Saved entries:

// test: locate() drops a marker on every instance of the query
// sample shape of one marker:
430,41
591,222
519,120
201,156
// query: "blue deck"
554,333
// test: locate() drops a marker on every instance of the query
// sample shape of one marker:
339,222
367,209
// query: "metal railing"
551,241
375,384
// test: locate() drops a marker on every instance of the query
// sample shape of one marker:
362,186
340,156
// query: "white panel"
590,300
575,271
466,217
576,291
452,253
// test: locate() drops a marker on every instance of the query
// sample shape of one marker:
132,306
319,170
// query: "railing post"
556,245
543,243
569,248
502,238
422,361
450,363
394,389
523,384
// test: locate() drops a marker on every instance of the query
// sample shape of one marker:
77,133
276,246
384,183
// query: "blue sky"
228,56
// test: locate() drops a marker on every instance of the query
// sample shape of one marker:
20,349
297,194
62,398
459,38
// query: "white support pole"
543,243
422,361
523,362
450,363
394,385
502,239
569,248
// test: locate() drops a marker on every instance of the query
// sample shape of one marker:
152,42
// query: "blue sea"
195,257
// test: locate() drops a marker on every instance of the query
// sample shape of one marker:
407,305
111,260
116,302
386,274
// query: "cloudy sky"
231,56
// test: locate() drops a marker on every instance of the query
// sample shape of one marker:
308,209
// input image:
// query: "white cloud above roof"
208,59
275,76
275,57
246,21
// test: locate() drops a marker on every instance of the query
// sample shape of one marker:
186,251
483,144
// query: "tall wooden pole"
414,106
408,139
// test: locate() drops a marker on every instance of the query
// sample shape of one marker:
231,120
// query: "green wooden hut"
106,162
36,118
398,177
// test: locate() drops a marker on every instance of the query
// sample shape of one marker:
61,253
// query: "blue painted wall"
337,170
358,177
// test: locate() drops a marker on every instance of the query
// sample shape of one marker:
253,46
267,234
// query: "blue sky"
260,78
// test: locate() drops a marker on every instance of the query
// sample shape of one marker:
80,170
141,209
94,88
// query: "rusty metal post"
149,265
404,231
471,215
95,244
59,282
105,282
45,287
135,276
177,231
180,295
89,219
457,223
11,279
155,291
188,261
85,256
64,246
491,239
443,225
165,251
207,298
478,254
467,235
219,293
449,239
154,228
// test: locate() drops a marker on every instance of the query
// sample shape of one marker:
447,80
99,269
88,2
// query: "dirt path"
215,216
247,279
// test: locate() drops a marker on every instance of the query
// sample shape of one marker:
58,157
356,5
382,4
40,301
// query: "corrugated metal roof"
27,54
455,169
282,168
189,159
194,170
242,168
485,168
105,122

** To do **
The response must restate every entry word for word.

** Exercise response **
// test: locate() drops a marker on every instance of the query
// sample shape of one marker:
430,41
591,222
519,120
201,156
// query: "blue deck"
554,333
// test: locate() drops a marker on every instance of the query
// sample shape of one marker:
339,222
367,209
// query: "metal railing"
551,241
375,384
// test: locate() drops a marker on every instance of the query
// sample shape of one marker:
362,186
340,156
// query: "white panel"
590,300
575,271
466,217
576,291
452,253
// test: locate() drops a marker on every instance of the query
// sample shape of one marker:
132,306
319,170
// query: "railing post"
556,245
543,243
569,248
502,238
422,361
450,363
394,389
523,384
// test: locate() drops a marker on every instance of the query
// sample shape of one marker:
77,133
276,246
384,183
// query: "blue sky"
228,56
// test: locate() drops a marker on every instance of the query
// sample shape of one marker:
20,349
297,194
62,398
459,38
// query: "white support pole"
543,243
422,361
523,362
450,363
394,385
502,239
569,248
// test: locate() drops a marker on every instance of the query
// sample shape of one marker:
152,42
// query: "blue sea"
195,257
// test: locate() drops a marker on every instance of the query
// sample shape of one marker:
407,305
111,260
116,302
386,274
// query: "cloudy sky"
231,56
// test: locate() drops a marker on every instance of the query
// sample shape of one marker:
308,209
// input image:
// query: "white cloud above roof"
208,59
275,76
275,57
246,21
// test: locate() drops a marker on every instance of the query
// sample shape of one marker:
186,251
483,144
// query: "tall wooden pole"
414,106
408,139
// test: locate() drops a marker on every instance of the query
// sample shape of one marker:
231,120
// query: "green wooden hut"
106,162
36,118
398,177
// test: locate() drops a marker on every instance of the query
// sample shape of one marker:
61,253
// query: "blue painted wall"
337,170
358,177
// test: locate() drops a marker on every instance of the query
// sample shape of one marker:
253,46
267,234
// query: "blue sky"
260,78
// test: locate() drops a marker on every instance of the query
// sample shape of one marker:
80,170
141,209
94,88
// query: "rusty metal post"
149,265
404,231
471,215
95,244
59,282
105,282
45,287
135,276
177,231
180,295
89,219
457,223
11,279
155,291
188,261
85,256
64,246
491,239
443,225
165,251
207,298
478,254
467,235
219,293
449,239
154,228
// test: locate() drops a marker on every instance of the query
// sample shape of one marker:
447,80
99,269
88,2
// query: "dirt path"
215,216
247,279
// test: locate() drops a marker on every instance of the query
// sample shape of one marker:
58,157
356,5
382,4
40,301
// query: "corrugated metal roof"
27,54
455,169
282,168
189,159
194,170
242,168
485,168
105,122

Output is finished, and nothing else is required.